The records should be written out in full, with nothing altered.

* Information shown

-*-*-

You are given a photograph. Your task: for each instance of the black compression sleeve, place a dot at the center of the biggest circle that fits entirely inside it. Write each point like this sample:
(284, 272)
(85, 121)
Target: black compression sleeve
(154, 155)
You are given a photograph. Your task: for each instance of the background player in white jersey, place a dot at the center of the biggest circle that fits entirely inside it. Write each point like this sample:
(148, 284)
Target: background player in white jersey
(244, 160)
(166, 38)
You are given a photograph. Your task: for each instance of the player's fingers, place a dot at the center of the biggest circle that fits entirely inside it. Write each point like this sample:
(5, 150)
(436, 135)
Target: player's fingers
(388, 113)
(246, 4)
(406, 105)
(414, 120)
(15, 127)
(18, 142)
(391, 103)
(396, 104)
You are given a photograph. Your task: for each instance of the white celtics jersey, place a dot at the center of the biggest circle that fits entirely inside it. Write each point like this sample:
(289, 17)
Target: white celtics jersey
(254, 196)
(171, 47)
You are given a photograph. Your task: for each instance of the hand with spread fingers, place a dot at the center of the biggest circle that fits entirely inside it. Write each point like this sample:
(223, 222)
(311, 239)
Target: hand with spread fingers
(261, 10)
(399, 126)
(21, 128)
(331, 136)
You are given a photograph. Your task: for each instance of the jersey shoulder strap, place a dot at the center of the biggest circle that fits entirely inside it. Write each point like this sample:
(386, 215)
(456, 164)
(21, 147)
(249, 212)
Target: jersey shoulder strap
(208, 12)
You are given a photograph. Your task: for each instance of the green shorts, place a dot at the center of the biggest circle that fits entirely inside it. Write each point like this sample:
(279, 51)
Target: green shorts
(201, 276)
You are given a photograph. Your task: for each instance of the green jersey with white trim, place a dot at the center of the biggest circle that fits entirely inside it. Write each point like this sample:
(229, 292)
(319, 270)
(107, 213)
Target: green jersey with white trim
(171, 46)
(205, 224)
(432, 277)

-*-*-

* Exercise response
You are given a photograph. Your task: for each instance of the black compression sleeve, place a dot at the center of the biggest circle that fits entirely inside it. Write each point like this sample:
(284, 272)
(85, 121)
Target: black compression sleeve
(154, 155)
You are given a photograph. Your task: for each instance of the background player in white jersey, place a dot at the center of the biggest circle that fits entirely inside it. Write each point like this sample:
(148, 284)
Target: background player in white jersey
(244, 160)
(166, 38)
You are given a photograph. Your task: for each instance of the player's fingers, place a dot at the center of the biggest circle that fits entirely inside it. Write each point like this sample:
(5, 150)
(436, 135)
Target: player's fingers
(388, 113)
(246, 4)
(406, 105)
(414, 120)
(15, 127)
(18, 142)
(391, 103)
(396, 104)
You are given a photograph. Your task: for each instance of the white celtics jersey, place a dot at the center of the biggest circle that fits entirely inside it. Write each point like this sample:
(289, 17)
Target: white celtics jersey
(254, 196)
(171, 47)
You are given a photograph. Your task: for each instance of the hand with spread fingers, place a dot at the center of the biggest circle that fits entirely inside it. Write each point like this sample:
(223, 222)
(311, 239)
Target: hand with spread fingers
(261, 10)
(399, 126)
(21, 128)
(331, 136)
You are given a photograph. Your task: for each instance of the jersey shoulder strap, place a dot at the center of the biggest circle that fits entirely inside it. Write each point like this sample:
(386, 215)
(456, 164)
(21, 147)
(249, 212)
Target: jersey shoulder strap
(208, 12)
You are given a photograph. Your task: for each instance of the green shorts, place a dot at the center of the biggest circle that fits entirely inside it. Write each point like this sample:
(279, 51)
Target: green shorts
(201, 276)
You are given a photograph. Your task: for each instance of the green jersey with white trim, place a dot at the center of the biggest circle that fits entirely inside it. Write each point like this sample:
(229, 292)
(319, 270)
(107, 213)
Target: green jersey with white trim
(171, 46)
(205, 224)
(432, 277)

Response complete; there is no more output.